===== Material for this task
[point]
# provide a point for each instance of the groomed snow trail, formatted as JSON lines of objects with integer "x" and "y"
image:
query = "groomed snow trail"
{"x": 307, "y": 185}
==========
- [Exercise goal]:
Rewrite all lines of the records above, requests included. Scale each x and y coordinate in the answers by 1.25 and round to whole numbers, with halves rounding up.

- [Response to the exercise]:
[point]
# provide a point for each instance of the groomed snow trail, formatted as JSON lines of objects with integer "x" and "y"
image:
query = "groomed snow trail"
{"x": 384, "y": 231}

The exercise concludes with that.